Your objective:
Locate every line in the listing below that contains the string "lower" and copy each of those lines. Case counts.

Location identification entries
□ □ □ □

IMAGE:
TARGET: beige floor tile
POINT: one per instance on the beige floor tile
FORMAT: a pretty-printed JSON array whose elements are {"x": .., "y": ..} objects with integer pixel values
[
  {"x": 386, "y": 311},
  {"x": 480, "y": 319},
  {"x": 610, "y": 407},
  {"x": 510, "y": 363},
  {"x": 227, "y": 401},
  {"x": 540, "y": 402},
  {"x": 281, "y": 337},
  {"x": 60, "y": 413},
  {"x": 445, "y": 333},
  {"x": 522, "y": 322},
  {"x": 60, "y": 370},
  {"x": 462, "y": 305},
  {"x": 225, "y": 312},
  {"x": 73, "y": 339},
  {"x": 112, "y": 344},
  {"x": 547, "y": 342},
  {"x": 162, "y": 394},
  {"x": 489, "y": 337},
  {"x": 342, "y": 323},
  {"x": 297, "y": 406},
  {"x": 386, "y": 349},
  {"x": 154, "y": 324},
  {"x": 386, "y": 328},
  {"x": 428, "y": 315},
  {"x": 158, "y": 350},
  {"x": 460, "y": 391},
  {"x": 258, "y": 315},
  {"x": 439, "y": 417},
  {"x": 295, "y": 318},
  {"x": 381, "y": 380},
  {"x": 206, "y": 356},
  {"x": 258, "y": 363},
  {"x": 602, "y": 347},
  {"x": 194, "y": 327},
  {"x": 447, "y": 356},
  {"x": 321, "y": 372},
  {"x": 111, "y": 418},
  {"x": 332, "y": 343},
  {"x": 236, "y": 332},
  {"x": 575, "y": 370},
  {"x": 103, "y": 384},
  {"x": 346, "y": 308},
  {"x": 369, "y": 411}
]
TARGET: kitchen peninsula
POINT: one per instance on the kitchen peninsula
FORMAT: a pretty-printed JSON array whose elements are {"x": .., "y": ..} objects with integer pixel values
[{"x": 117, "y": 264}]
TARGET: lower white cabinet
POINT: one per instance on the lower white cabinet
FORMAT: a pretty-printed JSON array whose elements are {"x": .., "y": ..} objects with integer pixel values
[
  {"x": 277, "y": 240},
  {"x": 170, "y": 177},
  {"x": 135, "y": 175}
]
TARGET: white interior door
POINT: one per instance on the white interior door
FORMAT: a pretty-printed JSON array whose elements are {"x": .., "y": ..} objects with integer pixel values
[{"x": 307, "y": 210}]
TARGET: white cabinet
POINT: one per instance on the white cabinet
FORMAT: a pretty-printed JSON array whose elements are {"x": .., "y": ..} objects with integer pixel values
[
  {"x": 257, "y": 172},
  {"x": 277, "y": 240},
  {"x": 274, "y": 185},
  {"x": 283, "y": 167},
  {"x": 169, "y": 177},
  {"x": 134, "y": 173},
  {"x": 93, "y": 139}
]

□ □ □ □

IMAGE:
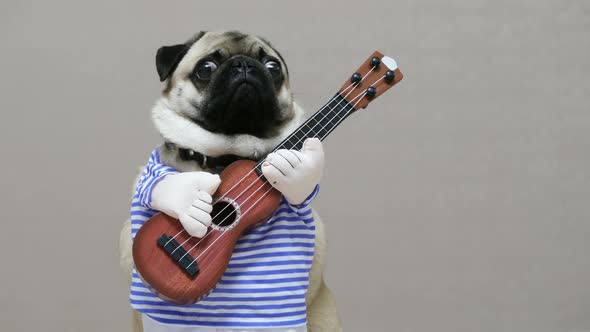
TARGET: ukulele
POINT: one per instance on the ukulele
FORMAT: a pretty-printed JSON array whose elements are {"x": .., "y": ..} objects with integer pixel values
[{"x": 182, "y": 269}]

□ □ □ □

Answer for this exercise:
TARGET: lower white cabinet
POINT: one per instance on the lower white cabinet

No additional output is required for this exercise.